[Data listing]
╔══

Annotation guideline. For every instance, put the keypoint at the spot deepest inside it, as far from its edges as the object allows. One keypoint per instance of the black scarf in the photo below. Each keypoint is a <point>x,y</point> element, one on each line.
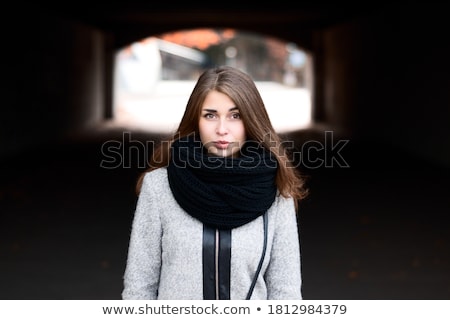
<point>222,192</point>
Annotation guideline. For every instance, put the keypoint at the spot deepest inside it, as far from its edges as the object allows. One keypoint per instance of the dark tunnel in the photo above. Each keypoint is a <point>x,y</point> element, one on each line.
<point>376,156</point>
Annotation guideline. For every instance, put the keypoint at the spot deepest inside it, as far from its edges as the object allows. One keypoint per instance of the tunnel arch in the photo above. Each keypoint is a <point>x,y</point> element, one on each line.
<point>161,70</point>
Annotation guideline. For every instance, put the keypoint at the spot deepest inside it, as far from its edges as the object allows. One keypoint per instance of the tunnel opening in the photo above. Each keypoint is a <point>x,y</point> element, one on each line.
<point>153,77</point>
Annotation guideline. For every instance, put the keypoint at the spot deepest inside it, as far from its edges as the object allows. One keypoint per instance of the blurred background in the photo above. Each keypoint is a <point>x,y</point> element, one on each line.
<point>359,94</point>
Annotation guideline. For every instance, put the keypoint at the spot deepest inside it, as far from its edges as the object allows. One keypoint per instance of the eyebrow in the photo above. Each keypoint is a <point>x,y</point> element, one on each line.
<point>213,110</point>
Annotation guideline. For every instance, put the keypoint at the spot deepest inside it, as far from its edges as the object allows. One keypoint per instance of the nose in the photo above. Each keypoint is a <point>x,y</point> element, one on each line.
<point>221,128</point>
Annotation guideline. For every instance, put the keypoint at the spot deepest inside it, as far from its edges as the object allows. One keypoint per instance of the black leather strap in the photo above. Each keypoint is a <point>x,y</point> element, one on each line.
<point>255,278</point>
<point>216,254</point>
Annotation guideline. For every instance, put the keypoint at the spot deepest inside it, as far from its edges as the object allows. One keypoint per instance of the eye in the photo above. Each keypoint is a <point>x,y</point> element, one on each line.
<point>235,115</point>
<point>209,115</point>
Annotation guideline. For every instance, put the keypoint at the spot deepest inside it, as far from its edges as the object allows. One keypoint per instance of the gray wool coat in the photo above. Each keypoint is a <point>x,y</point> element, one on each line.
<point>165,250</point>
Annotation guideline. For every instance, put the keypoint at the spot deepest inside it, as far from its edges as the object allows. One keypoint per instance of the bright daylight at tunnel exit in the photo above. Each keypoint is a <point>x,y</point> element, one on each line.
<point>154,77</point>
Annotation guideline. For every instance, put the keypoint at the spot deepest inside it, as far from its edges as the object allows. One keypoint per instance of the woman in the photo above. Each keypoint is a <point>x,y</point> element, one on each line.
<point>216,213</point>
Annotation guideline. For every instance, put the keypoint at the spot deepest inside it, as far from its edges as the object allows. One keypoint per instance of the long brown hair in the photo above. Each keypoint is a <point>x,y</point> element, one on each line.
<point>241,89</point>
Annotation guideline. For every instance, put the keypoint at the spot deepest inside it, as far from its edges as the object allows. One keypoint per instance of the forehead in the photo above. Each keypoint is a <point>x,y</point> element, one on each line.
<point>218,101</point>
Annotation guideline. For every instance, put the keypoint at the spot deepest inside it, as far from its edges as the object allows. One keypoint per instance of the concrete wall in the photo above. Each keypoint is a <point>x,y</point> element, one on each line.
<point>53,81</point>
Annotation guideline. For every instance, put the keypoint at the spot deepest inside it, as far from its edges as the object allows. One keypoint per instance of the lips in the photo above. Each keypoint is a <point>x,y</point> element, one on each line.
<point>221,144</point>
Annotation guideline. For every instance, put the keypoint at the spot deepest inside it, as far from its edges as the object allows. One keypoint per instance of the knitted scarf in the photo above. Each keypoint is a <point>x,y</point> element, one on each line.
<point>222,192</point>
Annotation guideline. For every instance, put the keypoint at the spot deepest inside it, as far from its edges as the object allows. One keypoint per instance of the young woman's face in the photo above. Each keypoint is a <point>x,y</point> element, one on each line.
<point>221,128</point>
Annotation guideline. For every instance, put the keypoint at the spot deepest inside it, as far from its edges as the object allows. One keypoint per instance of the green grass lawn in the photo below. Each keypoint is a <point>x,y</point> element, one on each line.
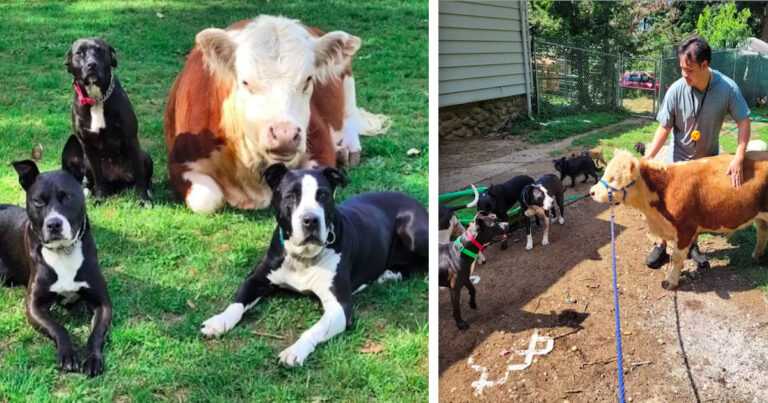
<point>168,269</point>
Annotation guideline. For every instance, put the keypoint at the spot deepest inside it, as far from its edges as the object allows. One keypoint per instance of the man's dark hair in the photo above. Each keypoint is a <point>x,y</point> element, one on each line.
<point>695,49</point>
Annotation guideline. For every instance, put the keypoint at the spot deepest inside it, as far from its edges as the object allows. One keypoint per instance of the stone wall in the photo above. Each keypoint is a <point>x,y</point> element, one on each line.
<point>480,118</point>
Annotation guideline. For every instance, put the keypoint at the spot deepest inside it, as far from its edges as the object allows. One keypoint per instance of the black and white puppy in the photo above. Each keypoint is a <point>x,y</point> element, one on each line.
<point>543,198</point>
<point>456,264</point>
<point>498,199</point>
<point>104,123</point>
<point>448,225</point>
<point>574,166</point>
<point>49,249</point>
<point>329,251</point>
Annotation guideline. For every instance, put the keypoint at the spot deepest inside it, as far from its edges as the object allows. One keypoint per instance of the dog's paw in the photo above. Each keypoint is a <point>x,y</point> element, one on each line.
<point>354,158</point>
<point>667,285</point>
<point>295,355</point>
<point>219,324</point>
<point>93,365</point>
<point>68,360</point>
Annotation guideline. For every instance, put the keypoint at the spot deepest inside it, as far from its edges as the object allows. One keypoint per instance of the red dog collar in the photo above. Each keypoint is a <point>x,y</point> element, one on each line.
<point>470,238</point>
<point>82,99</point>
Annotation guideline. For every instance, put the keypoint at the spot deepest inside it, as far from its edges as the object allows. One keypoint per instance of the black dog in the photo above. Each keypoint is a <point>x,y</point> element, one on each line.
<point>575,166</point>
<point>49,249</point>
<point>329,251</point>
<point>542,199</point>
<point>498,199</point>
<point>104,124</point>
<point>457,258</point>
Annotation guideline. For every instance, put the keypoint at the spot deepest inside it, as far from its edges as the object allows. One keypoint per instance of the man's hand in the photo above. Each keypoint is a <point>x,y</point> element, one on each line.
<point>735,171</point>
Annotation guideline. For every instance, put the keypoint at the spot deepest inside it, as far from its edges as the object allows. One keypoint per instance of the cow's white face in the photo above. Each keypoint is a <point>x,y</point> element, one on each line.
<point>273,63</point>
<point>620,172</point>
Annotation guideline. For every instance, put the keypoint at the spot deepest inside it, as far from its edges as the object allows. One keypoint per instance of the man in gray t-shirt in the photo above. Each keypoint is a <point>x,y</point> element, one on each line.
<point>693,109</point>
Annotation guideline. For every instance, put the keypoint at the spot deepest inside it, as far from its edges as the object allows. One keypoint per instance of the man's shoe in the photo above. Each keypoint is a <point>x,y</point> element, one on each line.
<point>702,263</point>
<point>657,257</point>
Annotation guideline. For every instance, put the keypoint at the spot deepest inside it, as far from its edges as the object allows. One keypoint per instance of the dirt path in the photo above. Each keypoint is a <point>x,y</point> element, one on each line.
<point>492,160</point>
<point>717,323</point>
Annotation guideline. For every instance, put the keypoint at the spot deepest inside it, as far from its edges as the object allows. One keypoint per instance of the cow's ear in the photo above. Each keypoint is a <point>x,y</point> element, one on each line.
<point>333,54</point>
<point>27,171</point>
<point>274,174</point>
<point>218,51</point>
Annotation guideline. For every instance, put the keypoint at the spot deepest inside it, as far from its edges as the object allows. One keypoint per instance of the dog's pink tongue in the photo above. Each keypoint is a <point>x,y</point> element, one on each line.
<point>81,97</point>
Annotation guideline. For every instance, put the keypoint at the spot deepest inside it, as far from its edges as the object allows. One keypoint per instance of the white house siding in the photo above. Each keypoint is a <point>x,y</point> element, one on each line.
<point>483,48</point>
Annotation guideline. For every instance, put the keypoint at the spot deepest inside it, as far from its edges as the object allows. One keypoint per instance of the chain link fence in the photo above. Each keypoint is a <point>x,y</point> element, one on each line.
<point>748,69</point>
<point>571,79</point>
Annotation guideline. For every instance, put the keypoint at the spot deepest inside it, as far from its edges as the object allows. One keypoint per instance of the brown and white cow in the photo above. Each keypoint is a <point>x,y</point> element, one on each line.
<point>262,91</point>
<point>684,199</point>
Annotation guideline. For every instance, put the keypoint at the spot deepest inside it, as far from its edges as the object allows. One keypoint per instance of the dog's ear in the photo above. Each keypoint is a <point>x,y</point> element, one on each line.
<point>72,159</point>
<point>113,56</point>
<point>336,177</point>
<point>27,171</point>
<point>274,174</point>
<point>68,61</point>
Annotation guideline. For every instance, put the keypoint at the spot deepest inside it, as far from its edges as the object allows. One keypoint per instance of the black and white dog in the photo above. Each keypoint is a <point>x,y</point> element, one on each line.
<point>498,199</point>
<point>329,251</point>
<point>104,124</point>
<point>543,198</point>
<point>448,226</point>
<point>457,259</point>
<point>49,249</point>
<point>575,166</point>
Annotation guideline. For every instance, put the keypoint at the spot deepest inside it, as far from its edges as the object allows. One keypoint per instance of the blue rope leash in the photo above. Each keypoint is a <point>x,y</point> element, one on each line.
<point>619,355</point>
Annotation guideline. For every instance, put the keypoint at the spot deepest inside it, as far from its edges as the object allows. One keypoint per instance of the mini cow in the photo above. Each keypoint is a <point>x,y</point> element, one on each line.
<point>263,91</point>
<point>682,200</point>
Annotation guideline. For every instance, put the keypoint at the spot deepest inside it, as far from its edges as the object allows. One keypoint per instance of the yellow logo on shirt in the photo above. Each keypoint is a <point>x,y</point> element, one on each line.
<point>695,135</point>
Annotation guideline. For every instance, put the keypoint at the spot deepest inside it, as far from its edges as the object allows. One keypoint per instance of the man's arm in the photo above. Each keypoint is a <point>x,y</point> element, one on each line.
<point>658,141</point>
<point>735,168</point>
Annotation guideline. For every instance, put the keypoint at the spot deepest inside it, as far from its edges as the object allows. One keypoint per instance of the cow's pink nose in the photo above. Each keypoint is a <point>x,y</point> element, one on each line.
<point>283,138</point>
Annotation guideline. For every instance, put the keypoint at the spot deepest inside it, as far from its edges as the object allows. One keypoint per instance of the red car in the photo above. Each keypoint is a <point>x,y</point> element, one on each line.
<point>639,80</point>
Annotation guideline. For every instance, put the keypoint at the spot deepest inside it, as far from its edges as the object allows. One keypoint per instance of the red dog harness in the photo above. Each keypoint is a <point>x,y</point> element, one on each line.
<point>82,99</point>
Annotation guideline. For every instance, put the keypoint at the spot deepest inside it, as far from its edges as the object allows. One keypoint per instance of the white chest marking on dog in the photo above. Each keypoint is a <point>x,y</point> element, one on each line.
<point>307,206</point>
<point>389,275</point>
<point>97,110</point>
<point>97,118</point>
<point>66,267</point>
<point>318,279</point>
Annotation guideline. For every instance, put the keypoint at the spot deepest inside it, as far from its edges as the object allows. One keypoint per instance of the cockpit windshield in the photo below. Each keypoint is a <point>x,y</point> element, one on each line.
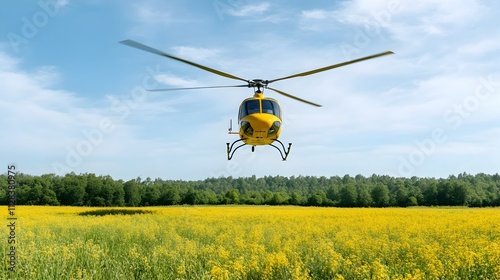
<point>253,106</point>
<point>250,107</point>
<point>271,107</point>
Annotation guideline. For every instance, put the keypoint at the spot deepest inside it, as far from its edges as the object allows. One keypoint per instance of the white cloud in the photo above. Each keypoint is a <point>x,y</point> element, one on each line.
<point>248,10</point>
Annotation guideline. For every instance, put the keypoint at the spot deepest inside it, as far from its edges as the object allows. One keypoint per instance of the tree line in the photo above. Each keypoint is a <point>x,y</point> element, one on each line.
<point>480,190</point>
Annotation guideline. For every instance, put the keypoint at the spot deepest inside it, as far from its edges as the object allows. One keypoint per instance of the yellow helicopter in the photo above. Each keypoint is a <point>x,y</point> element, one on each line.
<point>259,117</point>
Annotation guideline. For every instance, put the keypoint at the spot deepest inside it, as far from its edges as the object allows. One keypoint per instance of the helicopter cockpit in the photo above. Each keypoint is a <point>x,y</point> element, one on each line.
<point>265,106</point>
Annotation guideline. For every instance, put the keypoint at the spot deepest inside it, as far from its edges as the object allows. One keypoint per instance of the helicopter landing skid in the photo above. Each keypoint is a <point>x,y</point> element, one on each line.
<point>283,151</point>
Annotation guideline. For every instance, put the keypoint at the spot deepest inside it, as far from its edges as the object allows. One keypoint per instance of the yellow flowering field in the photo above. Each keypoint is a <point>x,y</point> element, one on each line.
<point>245,242</point>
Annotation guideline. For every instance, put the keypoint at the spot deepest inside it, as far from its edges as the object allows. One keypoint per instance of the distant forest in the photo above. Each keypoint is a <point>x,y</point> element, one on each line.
<point>480,190</point>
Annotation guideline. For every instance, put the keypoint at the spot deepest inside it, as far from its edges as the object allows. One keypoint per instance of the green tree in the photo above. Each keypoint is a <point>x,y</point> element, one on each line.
<point>381,195</point>
<point>132,193</point>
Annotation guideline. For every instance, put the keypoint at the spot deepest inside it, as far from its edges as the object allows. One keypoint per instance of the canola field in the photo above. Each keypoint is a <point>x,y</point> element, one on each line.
<point>244,242</point>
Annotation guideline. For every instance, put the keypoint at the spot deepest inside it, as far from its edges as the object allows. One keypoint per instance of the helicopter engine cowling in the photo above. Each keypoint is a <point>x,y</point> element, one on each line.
<point>260,129</point>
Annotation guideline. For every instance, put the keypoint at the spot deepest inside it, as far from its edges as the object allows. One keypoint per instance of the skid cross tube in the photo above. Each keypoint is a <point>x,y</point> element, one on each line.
<point>229,148</point>
<point>283,151</point>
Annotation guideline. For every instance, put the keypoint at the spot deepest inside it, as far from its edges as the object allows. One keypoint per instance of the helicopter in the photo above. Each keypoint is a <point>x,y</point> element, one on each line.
<point>259,117</point>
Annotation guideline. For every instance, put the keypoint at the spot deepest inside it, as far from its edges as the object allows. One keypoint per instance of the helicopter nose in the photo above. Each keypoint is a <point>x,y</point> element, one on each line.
<point>263,126</point>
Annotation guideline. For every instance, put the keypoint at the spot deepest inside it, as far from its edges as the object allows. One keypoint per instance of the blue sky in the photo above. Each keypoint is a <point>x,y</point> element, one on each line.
<point>72,98</point>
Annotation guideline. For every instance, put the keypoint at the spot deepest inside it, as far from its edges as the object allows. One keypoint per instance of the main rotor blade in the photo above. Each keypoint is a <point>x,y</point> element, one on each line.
<point>332,66</point>
<point>143,47</point>
<point>171,89</point>
<point>294,97</point>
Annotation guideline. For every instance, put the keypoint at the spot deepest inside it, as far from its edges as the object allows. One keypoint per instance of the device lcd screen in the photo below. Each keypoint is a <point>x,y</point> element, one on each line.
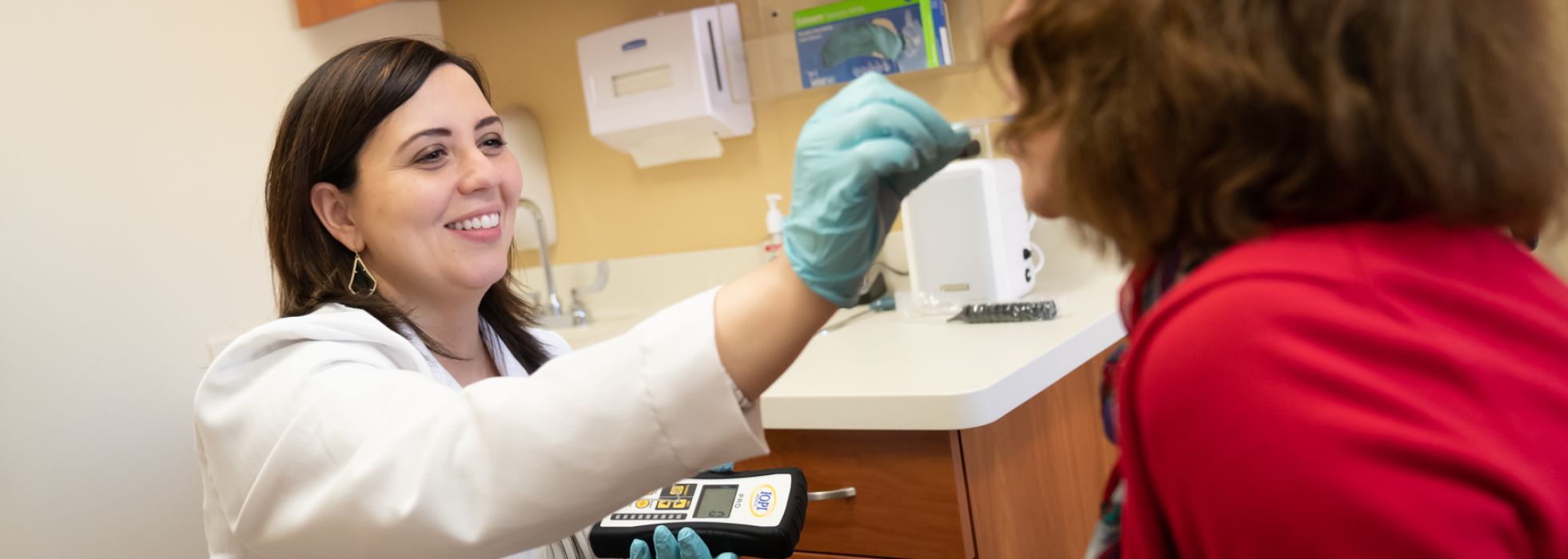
<point>717,502</point>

╚══

■ **Your goal**
Rewrite the stretch of the data above from the line containing "of the mini" through the line containing "<point>283,138</point>" as a numbered list, leaving out any blank lines.

■ **Correct answer**
1. Annotation guideline. For every instance, put the keypoint at the spot deepest inside it, as far from its edges as the object allows. One keypoint per instance of the mini cow in the photo above. Each keypoint is a <point>x,y</point> element, one on each line.
2. <point>263,91</point>
3. <point>682,200</point>
4. Annotation guideline. For every instance, put the keypoint at the spot deepest inside it, as far from its edges as the object allows. One keypoint per instance of the yellow logo on shirt in the photo above. Each keypoint is a <point>x,y</point> element, one on each line.
5. <point>695,135</point>
6. Annotation guideline. For every instance, put the keypoint at the spot deepest inside it, as far from its edges as the object allows. One keypoint per instance of the man's arm in the photo above. Each keypoint is a <point>x,y</point> element, one on each line.
7. <point>658,141</point>
8. <point>735,168</point>
9. Annotation guideline. For every instance, put the keypoint at the spot deepest inside it, as far from its edges as the object allows. One keypoint per instance of the cow's pink nose in the photo above. Each keypoint is a <point>x,y</point> element, one on each line.
10. <point>283,138</point>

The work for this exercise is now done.